* [OBJECTIVE]: In every entry below, substitute "Mark" for "Tag" and reproduce the lines otherwise unchanged. Leave the pictures out of your answer.

Entries from a collection:
=======

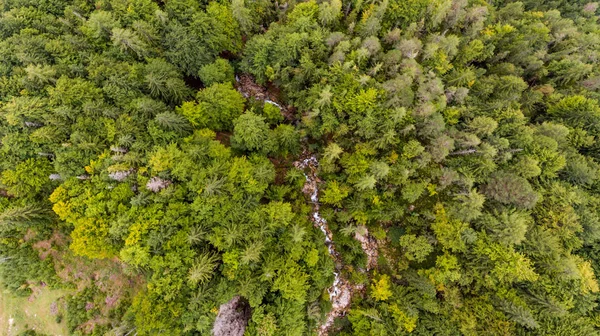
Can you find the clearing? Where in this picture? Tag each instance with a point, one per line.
(37, 312)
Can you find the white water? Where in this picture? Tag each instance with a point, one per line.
(340, 292)
(11, 322)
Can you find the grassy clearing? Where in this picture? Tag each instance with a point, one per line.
(33, 313)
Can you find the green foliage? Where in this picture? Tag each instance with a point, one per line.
(452, 147)
(220, 71)
(216, 107)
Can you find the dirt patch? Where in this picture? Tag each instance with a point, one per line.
(232, 318)
(246, 85)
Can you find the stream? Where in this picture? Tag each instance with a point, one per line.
(341, 291)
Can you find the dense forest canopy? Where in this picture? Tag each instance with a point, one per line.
(335, 167)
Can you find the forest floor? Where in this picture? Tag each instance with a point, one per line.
(18, 314)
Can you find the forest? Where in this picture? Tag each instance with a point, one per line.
(288, 168)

=======

* [FULL SOLUTION]:
Can you find the clearing? Where in this picture? Mark each instance with a point, one per line.
(37, 312)
Can you find the white water? Where in this picture? Mark each instance with a point, one per line.
(340, 292)
(11, 322)
Can you find the grassy clearing? Where in this picture? Mark each instance with a point, one per line.
(33, 313)
Can you find the green foliage? Where in this picture? Mark each instance with a point, one per line.
(452, 147)
(220, 71)
(216, 107)
Can you find the dirt patch? Where in this picture? Mark each instance with a point, one per line.
(232, 318)
(246, 85)
Can you find the stream? Where in this picture? Mark each instance with a point, one per line.
(341, 291)
Can you find the dense forest canopy? Where in this picture? Mark each instance with a point, one per line.
(335, 167)
Can you find the forest floor? Where in this picture? Mark each instance with a point, one per line.
(18, 314)
Can you find the forest? Where in this picture? Mark each instance with a point, one per line.
(288, 168)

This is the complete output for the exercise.